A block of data
-*-

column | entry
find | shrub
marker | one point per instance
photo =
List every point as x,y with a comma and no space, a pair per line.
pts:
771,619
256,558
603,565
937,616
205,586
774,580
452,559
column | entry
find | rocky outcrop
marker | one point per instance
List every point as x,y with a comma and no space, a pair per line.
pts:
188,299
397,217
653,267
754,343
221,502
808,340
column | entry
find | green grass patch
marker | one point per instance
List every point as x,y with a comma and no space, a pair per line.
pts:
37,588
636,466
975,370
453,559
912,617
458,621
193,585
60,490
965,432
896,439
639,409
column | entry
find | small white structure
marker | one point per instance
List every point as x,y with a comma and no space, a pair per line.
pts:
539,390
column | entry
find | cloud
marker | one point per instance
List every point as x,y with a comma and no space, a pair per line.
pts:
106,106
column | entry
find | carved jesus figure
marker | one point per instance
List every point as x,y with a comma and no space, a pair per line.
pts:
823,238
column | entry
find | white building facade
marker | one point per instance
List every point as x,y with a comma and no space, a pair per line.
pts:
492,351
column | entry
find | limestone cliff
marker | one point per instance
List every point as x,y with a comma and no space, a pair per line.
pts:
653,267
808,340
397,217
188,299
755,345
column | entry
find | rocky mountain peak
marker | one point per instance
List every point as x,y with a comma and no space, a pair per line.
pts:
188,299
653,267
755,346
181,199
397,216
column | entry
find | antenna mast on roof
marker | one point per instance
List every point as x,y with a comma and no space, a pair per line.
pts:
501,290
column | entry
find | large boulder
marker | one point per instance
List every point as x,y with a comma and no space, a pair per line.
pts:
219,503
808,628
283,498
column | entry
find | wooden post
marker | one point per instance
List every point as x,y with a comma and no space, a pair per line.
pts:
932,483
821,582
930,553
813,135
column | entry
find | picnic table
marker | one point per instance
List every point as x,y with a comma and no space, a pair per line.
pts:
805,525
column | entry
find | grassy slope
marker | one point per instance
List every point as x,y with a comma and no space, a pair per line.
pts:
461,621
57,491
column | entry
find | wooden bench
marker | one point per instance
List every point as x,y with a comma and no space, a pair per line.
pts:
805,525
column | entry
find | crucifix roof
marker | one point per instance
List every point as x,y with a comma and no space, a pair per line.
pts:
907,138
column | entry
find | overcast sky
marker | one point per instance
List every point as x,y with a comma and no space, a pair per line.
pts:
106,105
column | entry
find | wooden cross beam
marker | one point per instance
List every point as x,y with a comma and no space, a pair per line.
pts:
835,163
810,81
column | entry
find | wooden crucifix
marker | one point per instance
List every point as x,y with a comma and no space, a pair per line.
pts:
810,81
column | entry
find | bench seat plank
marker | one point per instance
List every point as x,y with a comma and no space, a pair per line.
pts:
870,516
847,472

-*-

SET TASK:
Pick out each line of the data above that contains the word "bench". Case matters.

EXERCISE RESPONSE:
find | wooden bench
find | bench seat plank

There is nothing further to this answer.